Viel Platz für wenig Leute

Am Flughafen Tempelhof gibt‘s erstmals Public Viewing von Olympia

  • Anton Scholz
  • Lesedauer: 3 Min.

Olympia ist Lena eigentlich egal. Sie sitzt auf der Wiese am Tempelhofer Feld, ihr Fahrrad liegt neben ihr, sie blickt auf den Megabildschirm und liest parallel ein Modemagazin. »Ich wollte nach der Arbeit einfach ein bisschen die Sonne genießen und nebenbei etwas olympische Luft schnuppern«, sagt die 25-jährige Studentin.

Seit dem Beginn der Spiele in London wird in Berlin versucht, ein Public Viewing für Olympia aufzuziehen. Täglich zwölf Stunden Olympia werden auf die Großbildleinwand neben dem riesigen Flughafengebäude live übertragen: Das ganz normale Fernsehprogramm von ARD und ZDF. »Die Spiele in Berlin«, heißt das Motto der Initiative. Die Tempelhofer »Fanmeile« will neben der Übertragung ihre Besucher mit Sportplätzen, Unterhaltung, Currywurst und Bier anziehen.

Auf der »Eventbühne« gab es zur Eröffnung zwar Prominenz wie den Britische Botschafter Simon McDonald zu sehen, aber seither passiert auf dieser Bühne außer den morgendlichen Yoga-Sessions nicht viel. Auf der ehemaligen Rollbahn ziehen Skater, Fahrradfahrer und Läufer vorbei, und sie alle scheinen sich wenig für das kleine olympische Dorf an der Westseite der Tempelhofer Freiheit zu interessieren. Obwohl das Dorf aufgrund seiner Größe schwer auf dem Flughafengelände zu finden ist, scheint es überdimensional groß, weil das Publikum so klein ist.

Etwa 50 Leute verfolgen am frühen Abend die Übertragung aus dem Londoner Velodrom auf der Riesenleinwand: Bahnradsport ist noch nicht so recht massentauglich. Die Verkäufer an dem halben Dutzend Wurst- und Bierstände blicken gelangweilt - die Kundschaft innerhalb einer Stunde kann man an zwei Händen abzählen.
──────────────────────────────
• [Aufgaben zur Übung]
A) Wie viele Stunden Olympia werden laut dem Seitentext täglich auf der Großbildleinwand in Tempelhof übertragen?
B) Übersetze diesen Satz aus dem Seitentext ins Englische: „Die Tempelhofer »Fanmeile« will neben der Übertragung ihre Besucher mit Sportplätzen, Unterhaltung, Currywurst und Bier anziehen.“

• [Auszuwertende Daten]
──────────────────────────────
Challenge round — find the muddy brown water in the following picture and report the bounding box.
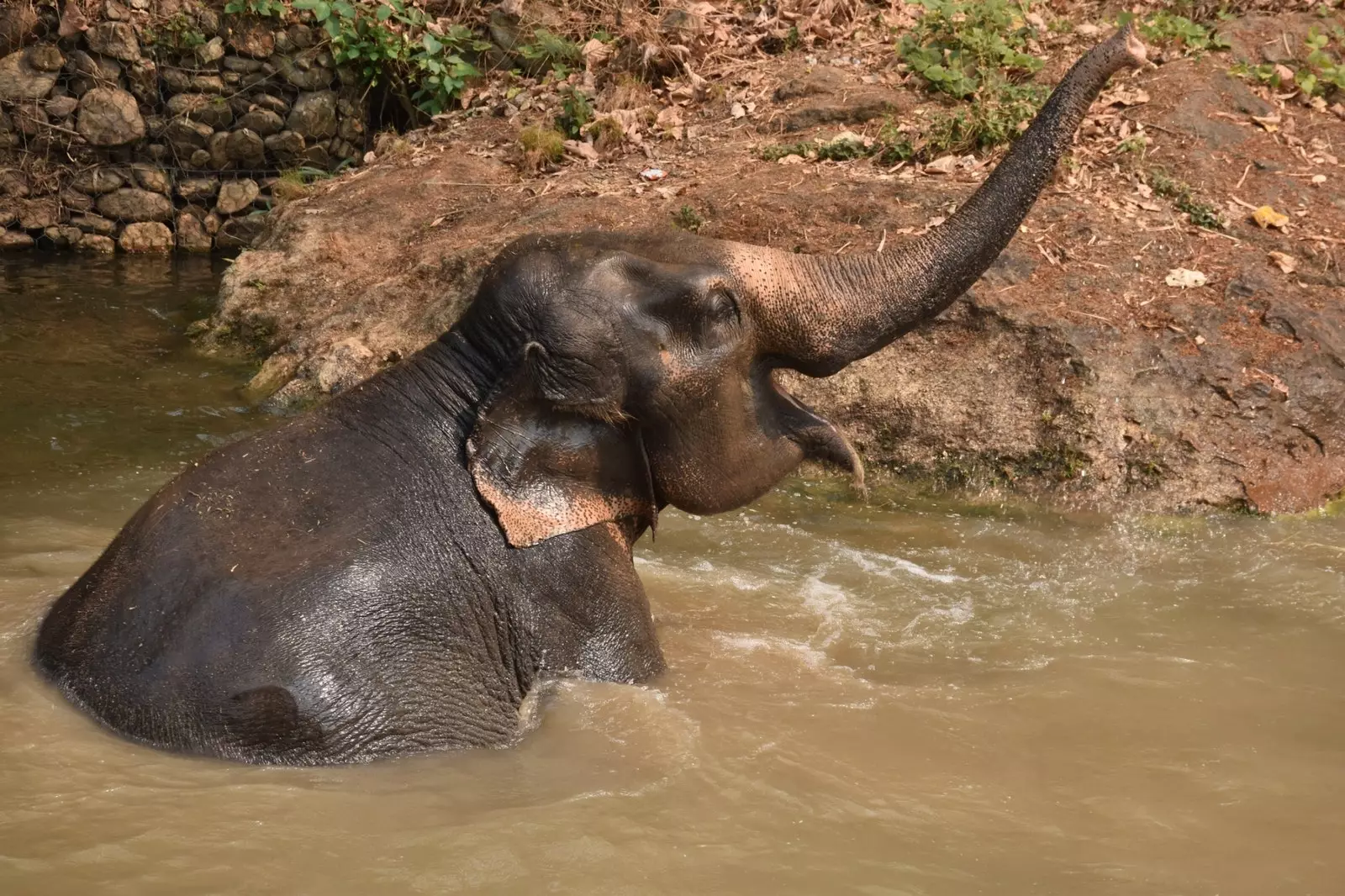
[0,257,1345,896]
──────────────────────────────
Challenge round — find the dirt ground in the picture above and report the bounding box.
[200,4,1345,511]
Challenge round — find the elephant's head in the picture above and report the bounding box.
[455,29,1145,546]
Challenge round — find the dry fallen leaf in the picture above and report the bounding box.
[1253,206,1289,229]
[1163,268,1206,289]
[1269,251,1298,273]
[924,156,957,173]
──────────────────────────────
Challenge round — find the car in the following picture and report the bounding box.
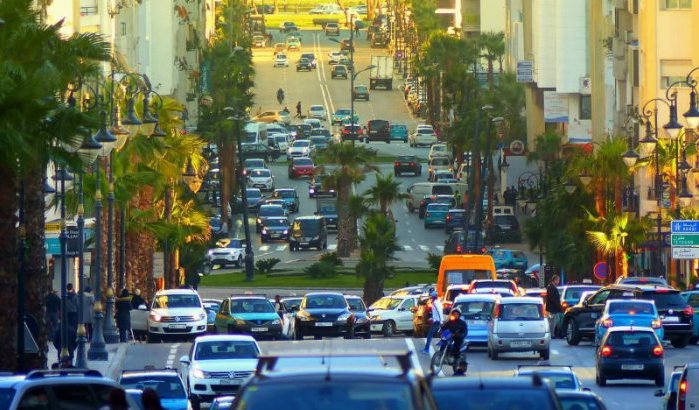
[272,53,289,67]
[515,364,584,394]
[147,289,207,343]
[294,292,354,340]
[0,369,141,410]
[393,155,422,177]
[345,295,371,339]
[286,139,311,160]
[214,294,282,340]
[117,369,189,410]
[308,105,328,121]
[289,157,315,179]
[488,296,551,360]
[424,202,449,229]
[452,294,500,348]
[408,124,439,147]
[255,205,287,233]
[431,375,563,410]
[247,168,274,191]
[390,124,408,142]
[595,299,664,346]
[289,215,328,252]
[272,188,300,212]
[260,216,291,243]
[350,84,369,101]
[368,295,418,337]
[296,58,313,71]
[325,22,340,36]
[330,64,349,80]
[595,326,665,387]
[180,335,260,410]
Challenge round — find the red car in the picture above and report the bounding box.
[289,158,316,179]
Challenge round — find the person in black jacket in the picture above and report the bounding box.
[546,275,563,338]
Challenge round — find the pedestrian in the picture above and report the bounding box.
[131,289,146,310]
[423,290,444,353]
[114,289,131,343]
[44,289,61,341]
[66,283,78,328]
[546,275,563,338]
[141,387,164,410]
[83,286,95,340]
──────────────────────────────
• [Bearbeitete Übung]
A) Täglich zwölf Stunden.

B) In addition to the broadcast, the Tempelhof "fan mile" aims to attract its visitors with sports fields, entertainment, currywurst and beer.